**PROBLEM REQUIREMENTS:** Exclude all pictures, then copy each of the records exactly as written.

+++ AVAILABLE DATA

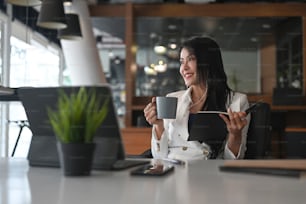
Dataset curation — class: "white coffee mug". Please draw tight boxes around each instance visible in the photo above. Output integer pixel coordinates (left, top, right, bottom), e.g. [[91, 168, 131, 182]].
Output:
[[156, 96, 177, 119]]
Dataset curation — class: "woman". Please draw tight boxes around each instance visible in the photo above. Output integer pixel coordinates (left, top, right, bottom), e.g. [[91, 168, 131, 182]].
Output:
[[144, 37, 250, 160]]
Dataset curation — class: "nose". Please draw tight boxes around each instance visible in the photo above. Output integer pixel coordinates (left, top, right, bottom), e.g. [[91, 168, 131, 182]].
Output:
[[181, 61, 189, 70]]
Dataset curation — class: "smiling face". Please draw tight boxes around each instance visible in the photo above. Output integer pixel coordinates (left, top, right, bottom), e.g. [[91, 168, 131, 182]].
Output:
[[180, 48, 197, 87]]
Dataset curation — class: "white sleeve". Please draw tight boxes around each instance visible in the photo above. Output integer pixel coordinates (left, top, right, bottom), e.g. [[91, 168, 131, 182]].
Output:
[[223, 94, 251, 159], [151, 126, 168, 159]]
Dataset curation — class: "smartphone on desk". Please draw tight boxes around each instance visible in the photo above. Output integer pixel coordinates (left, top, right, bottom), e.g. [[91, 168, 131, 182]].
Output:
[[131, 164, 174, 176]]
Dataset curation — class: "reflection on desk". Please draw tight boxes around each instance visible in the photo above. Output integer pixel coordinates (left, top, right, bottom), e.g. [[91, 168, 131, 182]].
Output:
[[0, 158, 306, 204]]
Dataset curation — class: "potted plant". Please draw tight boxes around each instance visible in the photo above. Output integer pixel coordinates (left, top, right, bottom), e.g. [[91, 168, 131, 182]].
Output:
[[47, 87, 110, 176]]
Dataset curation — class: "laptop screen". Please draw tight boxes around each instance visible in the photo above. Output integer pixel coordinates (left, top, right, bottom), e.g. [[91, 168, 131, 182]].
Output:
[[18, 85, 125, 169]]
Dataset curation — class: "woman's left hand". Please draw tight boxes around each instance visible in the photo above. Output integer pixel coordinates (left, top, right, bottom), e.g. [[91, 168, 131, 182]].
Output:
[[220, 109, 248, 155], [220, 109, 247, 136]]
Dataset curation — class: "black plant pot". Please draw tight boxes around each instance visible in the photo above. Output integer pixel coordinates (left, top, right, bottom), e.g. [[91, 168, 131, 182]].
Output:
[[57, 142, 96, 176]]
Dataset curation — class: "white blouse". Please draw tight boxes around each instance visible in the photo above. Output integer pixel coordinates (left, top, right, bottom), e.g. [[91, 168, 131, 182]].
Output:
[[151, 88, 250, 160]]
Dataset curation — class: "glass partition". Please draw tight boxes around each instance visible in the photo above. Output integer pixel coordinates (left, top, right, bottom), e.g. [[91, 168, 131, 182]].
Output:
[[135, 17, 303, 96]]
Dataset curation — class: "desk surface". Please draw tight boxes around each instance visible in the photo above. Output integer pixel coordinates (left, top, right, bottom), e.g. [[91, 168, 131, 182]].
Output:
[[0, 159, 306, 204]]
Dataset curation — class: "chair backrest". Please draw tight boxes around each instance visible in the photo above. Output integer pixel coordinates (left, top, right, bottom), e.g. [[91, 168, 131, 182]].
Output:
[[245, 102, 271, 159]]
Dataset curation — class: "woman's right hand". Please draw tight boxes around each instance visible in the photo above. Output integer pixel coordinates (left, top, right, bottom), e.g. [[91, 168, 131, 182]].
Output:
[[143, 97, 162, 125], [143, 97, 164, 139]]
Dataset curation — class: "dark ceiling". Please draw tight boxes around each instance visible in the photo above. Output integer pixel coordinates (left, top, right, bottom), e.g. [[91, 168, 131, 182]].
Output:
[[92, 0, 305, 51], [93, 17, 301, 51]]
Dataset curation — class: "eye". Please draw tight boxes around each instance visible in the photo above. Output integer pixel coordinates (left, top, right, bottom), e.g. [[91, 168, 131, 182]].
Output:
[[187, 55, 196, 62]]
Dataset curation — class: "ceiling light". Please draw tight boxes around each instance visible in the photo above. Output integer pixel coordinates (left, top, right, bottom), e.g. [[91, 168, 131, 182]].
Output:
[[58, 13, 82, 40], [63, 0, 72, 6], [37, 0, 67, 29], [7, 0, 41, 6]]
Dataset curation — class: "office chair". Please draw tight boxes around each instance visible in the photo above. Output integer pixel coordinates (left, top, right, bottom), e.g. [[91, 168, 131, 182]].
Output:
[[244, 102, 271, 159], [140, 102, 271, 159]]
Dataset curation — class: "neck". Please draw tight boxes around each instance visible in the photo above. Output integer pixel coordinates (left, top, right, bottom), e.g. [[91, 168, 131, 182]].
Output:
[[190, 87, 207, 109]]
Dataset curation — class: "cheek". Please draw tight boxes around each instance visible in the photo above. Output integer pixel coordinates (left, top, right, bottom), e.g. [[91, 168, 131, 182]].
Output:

++++++

**ANSWER:**
Dataset curation — class: "white coffee mug". Please draw tight boxes around each instance visible in the photo above. Output integer pixel coordinates (left, top, right, bottom), e.g. [[91, 168, 131, 182]].
Output:
[[156, 96, 177, 119]]
Dataset curation — class: "woman". Please draw tight boxes around each instance visible in the photo above. Output integer pixel coordinates (left, top, right, bottom), e.g. [[91, 168, 131, 182]].
Output:
[[144, 37, 250, 160]]
Dataset curation — class: "nose". Please draw tight boxes around each instance visible in the photo above. Output integer pixel coordinates (left, top, right, bottom), e.g. [[91, 168, 131, 182]].
Output:
[[181, 61, 189, 70]]
Dataset curation — class: "smiling face". Please draw tight boxes around each instance visible in the photo above. Output integer pixel coordinates (left, top, right, bottom), e.g. [[91, 168, 131, 182]].
Output:
[[180, 48, 197, 87]]
Dataset curation — class: "white sleeve". Please draw tight boxes around each instance visible in the photo above. Output integer pixel coordinates (left, top, right, bottom), e.g. [[91, 168, 131, 182]].
Output:
[[223, 94, 251, 159], [151, 126, 168, 159]]
Dataset curation — class: "smartphone on desk". Please draw tight boxes around each instance visible in the photo above. Output integer pixel coordinates (left, top, right, bottom), e.g. [[91, 168, 131, 182]].
Output:
[[131, 164, 174, 176]]
Dataset curation — class: "reflection on desk". Please draw tight boxes around each instance visible in the photo above. Output integer pixel coordinates (left, top, right, bottom), e.g. [[91, 168, 131, 182]].
Output:
[[0, 158, 306, 204]]
Dataset curation — class: "potted plant". Please draw tight boxes around each instance visible in the photo above. Output integer pixel coordinates (left, top, right, bottom), e.g. [[91, 168, 131, 182]].
Output:
[[47, 87, 110, 176]]
Dataset curation — class: "laptop screen". Please draw tight boxes around each instance visible in the photo above. Output integer pixel coordinates (left, top, right, bottom), e.g. [[91, 168, 131, 182]].
Output:
[[18, 85, 125, 169]]
Dataset curation — class: "woman's left hand". Please draw tight boxes around each instance visible in the photo above. Output integer pixel coordinates (left, top, right, bottom), e.g. [[91, 168, 131, 182]].
Output:
[[220, 109, 248, 155], [220, 109, 247, 136]]
Dataset curation — class: "black plant pot". Please draw tight boxes around each instance visible in the photo above. Output integer pixel coordinates (left, top, right, bottom), e.g. [[91, 168, 131, 182]].
Output:
[[57, 142, 96, 176]]
Dataset curation — class: "white blouse". Please draw tight boxes around each instance visible in the photo above. Output integer pixel coordinates (left, top, right, bottom), e.g. [[91, 168, 131, 182]].
Output:
[[151, 88, 250, 160]]
Dataset curation — class: "glass partition". Please draw tight boxes around each instance visible in the photo above. Output integer pixel coordinates (left, top, right, bottom), e.g. [[91, 168, 131, 182]].
Output:
[[135, 17, 303, 96]]
Dataset curation — class: "desk surface". Please draw tight boxes around each instance visible in the photo above. Output integer pixel coordinates (left, top, right, bottom), e.g. [[91, 168, 131, 182]].
Output:
[[0, 159, 306, 204]]
Dataset curation — class: "chair backrest". Please draw tight boxes around each instance visible in the photo above. Output integer pixel coordinates (left, top, right, bottom), e.g. [[91, 168, 131, 182]].
Output:
[[245, 102, 271, 159]]
Dataset curation — class: "woman's right hand". Please draw tight boxes around each instance visible in the photo above. Output integer pixel coordinates (left, top, right, bottom), e.g. [[91, 168, 131, 182]].
Output:
[[143, 97, 162, 125], [143, 97, 164, 139]]
Dataset curation — class: "dark ceiling". Please draw tight boxes around each instance visible in the photo above. Output integer pixel coordinates (left, top, right, bottom), e.g. [[91, 168, 131, 182]].
Output:
[[92, 0, 305, 51], [93, 17, 301, 51]]
Dataset curation — class: "eye". Please draw tight boxes around each instance visible in the photo above. Output integer pixel coordinates (left, top, right, bottom), e.g. [[91, 168, 131, 182]].
Output:
[[187, 55, 196, 62]]
Dataset curation — class: "ceiling light". Please draw tight boxes around each instance visible in the photo above. Output integer pixel coordinates (left, top, right, bottom), e.g. [[91, 168, 131, 182]].
Output:
[[58, 13, 82, 40], [63, 0, 72, 6], [37, 0, 67, 29], [7, 0, 41, 6]]
Dataset curation — class: "office chair". Please draw tight boxes around each instance visible in the photo above. Output integer pixel coordinates (left, top, right, bottom), e.g. [[91, 168, 131, 182]].
Output:
[[244, 102, 271, 159], [140, 102, 271, 159]]
Dataset curation — class: "neck". Please draw tight boxes around each instance visible in the photo above. Output integer pixel coordinates (left, top, right, bottom), e.g. [[91, 168, 131, 182]].
Output:
[[190, 87, 207, 109]]
Dataset curation — class: "cheek". Please draw tight boxes around each instance visible in the photo above. Output integer pixel coordinates (left, top, right, bottom), e.g. [[91, 168, 131, 182]].
Output:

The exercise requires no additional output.